- [Text passage]
▬▬▬▬▬▬
Poupart has put the good and the bad experiences to work. Let’s use the Canadian researchers’ definition of Elders to show how.
Teachers: Going back to 1985, Poupart began work as an adjunct faculty member in political science at Inver Hills Community College, and from 1987 to 1999 he was on the Community Faculty for Indian Communities at Metropolitan State University.
In 1997 and 1998, he was a co-instructor of Sovereign Status of Indian Tribes and Color of Public Policy courses at the University of Minnesota. With some overlapping, he worked in 1997 to 2002 as instructors for Color of Public Policy and for Research in Communities of Color courses at Metropolitan State University.
Healers
Poupart held numerous research and evaluation positions with groups exploring chemical dependency and various tobacco cessation programs within American Indian communities in Minnesota. Some of this work was carried out with the School of Public Health at the University of Minnesota, with Twin Cities-based American Indian groups, and with Minnesota tribal organizations.
He served as co-principal investigator with Dr. Jean Foster at the University of Minnesota on a Community Tribal Tobacco Use Project that developed the first Minnesota data on American Indian smoking rates. And he was co-principal again on a Circle of Tobacco Wisdom project, 2009-2012, that helped Indian Elders coach young Indian on cautious regard for tobacco.
He collaborated with others on chemical dependency studies and with most Minnesota-based reservations on projects from 2006 through 2013.
Advisors
The 1960s and President Lyndon Johnson’s Great Society programs brought fundamental change to the U.S. government’s roles and programs in dealings with urban and reservation Indian groups, Poupart said. That led to changes in how Indian communities were organized, and how he because involved in advisory positions with some of the groups as well.
Over the years, he held positions with a variety of groups including the Division of Indian Work in Minneapolis, Minneapolis Civil Rights Department, the American Indian Movement in Minneapolis and as head of the St. Paul AIM.
He also helped special organizations that were built around recognized Indian issues. Some of them include the Dakota Ojibwe Language Revitalization Alliance (DOLRA), a co-chair of St. Paul Indians in Action, was a field investigator for the Minneapolis Civil Rights Department, and he founded a policy research center.
▬▬▬▬▬▬
Items listed in a dataset:
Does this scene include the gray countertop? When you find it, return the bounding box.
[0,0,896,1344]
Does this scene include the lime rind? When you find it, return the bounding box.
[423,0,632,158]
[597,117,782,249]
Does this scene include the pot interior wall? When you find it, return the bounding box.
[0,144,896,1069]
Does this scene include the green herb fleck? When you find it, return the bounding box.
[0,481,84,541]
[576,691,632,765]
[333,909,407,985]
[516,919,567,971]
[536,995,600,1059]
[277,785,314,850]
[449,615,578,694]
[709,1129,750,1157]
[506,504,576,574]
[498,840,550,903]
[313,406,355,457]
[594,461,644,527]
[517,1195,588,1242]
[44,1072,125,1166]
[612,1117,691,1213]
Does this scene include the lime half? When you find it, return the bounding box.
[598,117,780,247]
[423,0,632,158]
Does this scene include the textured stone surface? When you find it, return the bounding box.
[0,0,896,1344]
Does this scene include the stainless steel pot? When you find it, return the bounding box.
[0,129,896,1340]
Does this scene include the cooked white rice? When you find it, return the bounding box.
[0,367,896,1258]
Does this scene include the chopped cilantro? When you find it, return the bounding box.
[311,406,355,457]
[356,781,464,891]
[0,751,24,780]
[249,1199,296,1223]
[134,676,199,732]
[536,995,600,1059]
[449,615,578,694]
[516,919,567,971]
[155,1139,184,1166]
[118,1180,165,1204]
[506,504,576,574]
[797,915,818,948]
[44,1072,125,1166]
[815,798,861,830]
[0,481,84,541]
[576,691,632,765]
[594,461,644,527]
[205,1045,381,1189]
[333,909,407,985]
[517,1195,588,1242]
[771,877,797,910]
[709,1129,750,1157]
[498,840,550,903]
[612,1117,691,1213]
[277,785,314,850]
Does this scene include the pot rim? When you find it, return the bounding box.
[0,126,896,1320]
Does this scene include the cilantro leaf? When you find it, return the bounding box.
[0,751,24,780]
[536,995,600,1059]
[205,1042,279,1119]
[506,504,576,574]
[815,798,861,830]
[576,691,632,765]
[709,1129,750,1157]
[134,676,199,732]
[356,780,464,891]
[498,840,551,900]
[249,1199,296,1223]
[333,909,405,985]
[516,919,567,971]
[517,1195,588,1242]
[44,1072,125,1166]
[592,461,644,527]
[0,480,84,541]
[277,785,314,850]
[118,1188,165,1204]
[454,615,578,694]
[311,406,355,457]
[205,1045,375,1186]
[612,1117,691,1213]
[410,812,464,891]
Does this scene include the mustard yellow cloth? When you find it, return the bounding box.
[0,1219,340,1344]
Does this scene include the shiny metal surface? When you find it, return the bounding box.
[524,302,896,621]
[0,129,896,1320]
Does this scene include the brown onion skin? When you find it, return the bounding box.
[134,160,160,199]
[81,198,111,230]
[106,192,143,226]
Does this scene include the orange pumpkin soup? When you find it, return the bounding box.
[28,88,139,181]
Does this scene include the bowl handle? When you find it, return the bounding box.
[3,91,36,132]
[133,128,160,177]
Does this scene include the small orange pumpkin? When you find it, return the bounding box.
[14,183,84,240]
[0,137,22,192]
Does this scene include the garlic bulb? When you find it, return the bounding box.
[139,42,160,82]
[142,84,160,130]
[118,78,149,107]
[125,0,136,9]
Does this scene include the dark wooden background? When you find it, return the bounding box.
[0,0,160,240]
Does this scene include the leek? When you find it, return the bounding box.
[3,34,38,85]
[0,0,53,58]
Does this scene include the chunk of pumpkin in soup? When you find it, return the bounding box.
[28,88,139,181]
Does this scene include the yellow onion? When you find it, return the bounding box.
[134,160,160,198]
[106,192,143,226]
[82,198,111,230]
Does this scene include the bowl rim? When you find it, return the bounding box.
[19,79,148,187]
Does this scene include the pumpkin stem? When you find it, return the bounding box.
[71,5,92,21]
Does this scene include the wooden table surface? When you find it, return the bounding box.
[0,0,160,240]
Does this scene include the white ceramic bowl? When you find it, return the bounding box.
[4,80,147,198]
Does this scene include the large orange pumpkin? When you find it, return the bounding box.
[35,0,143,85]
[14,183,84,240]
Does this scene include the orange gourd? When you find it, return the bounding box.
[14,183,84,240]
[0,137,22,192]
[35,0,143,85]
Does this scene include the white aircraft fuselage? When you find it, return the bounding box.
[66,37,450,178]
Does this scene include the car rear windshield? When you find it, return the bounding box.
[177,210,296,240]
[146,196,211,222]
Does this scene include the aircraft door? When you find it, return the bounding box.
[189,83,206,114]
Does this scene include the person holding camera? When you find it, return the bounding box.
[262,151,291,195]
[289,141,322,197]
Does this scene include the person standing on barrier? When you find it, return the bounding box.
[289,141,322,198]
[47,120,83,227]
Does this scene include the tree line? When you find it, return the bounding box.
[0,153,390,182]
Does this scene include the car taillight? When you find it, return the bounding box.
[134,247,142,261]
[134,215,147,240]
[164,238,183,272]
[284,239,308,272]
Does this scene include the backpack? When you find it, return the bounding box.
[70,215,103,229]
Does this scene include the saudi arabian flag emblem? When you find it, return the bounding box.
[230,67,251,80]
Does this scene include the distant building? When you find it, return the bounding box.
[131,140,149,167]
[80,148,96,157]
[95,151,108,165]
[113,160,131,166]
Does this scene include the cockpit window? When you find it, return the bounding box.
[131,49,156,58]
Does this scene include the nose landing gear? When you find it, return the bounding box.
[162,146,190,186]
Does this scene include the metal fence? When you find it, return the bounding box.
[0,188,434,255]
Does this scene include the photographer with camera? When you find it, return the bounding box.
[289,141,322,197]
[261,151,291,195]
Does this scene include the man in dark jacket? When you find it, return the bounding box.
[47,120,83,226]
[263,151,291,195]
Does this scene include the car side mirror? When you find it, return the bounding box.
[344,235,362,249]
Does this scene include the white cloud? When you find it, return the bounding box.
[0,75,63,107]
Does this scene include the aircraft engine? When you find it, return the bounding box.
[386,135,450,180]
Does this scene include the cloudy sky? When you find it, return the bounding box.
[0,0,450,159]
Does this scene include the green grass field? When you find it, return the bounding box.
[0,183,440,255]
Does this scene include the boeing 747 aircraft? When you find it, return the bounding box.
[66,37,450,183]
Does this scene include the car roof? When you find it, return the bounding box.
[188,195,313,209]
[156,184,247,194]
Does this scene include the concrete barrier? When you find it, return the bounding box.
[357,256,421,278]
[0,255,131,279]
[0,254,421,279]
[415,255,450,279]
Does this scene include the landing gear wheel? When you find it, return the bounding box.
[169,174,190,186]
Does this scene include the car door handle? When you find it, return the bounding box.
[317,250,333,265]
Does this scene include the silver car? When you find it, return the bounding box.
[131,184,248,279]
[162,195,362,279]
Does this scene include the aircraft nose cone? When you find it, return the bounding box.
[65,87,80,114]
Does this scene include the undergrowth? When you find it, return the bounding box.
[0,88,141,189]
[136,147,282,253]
▬▬▬▬▬▬
- [Things to do]
(A) In the passage about Poupart's work, echo the wording that starts with "He collaborated with" and goes on through "groups as well.".
(B) Name each course title mentioned in the passage about Poupart's work.

- [Exercise answers]
(A)
He collaborated with others on chemical dependency studies and with most Minnesota-based reservations on projects from 2006 through 2013.
Advisors
The 1960s and President Lyndon Johnson’s Great Society programs brought fundamental change to the U.S. government’s roles and programs in dealings with urban and reservation Indian groups, Poupart said. That led to changes in how Indian communities were organized, and how he because involved in advisory positions with some of the groups as well.

(B)
Sovereign Status of Indian Tribes
Color of Public Policy
Research in Communities of Color